### Data excerpts

▬▬▬

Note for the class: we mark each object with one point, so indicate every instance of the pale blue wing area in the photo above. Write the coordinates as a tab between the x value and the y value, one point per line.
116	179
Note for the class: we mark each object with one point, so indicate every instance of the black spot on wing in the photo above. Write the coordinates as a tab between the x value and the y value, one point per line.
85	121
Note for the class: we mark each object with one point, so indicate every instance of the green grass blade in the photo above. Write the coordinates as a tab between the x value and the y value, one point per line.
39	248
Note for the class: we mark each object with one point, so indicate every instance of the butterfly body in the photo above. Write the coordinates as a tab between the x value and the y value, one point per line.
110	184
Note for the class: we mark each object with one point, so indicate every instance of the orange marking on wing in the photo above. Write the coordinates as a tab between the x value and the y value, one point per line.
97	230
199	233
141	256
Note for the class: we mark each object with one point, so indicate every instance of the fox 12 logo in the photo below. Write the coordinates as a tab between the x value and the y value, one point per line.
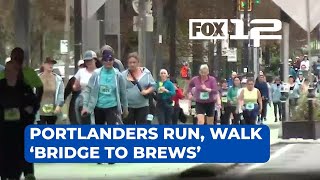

▬▬▬

### EXERCISE BRIEF
Copy out the entries exactly as they stand, omitting the images.

### TASK SOLUTION
Note for the class: we mark each object with one point, so indicate every instance of the pale blue wing area in the photo above. Write the coordinates as a tab between the x value and the y value, one point per line.
116	179
Note for the class: we mark each object with one point, so indicate every instance of the black spot on wing in the photo above. Write the coordinates as a tab between the x value and the y value, one point per line.
85	121
Note for the class: we mark each object with one point, so indicate every instance of the green grass blade in the photo above. Write the coordinates as a tab between the x value and the y value, one point per line.
39	248
Note for the class: we mark each object with one point, so indicate every instance of the butterfly body in the photo above. Write the coordinates as a tab between the x value and the y value, one point per line.
110	184
Note for the class: we mark each object with one point, so indicate every instance of the orange marking on wing in the photo above. Write the coordinates as a tab between the x value and the y value, one point per line.
97	230
199	233
141	256
Note for the class: we mark each object with one point, so indicate every instance of the fox 12 logo in the photo below. Write the coordinates as a tab between the x value and the y value, one point per line.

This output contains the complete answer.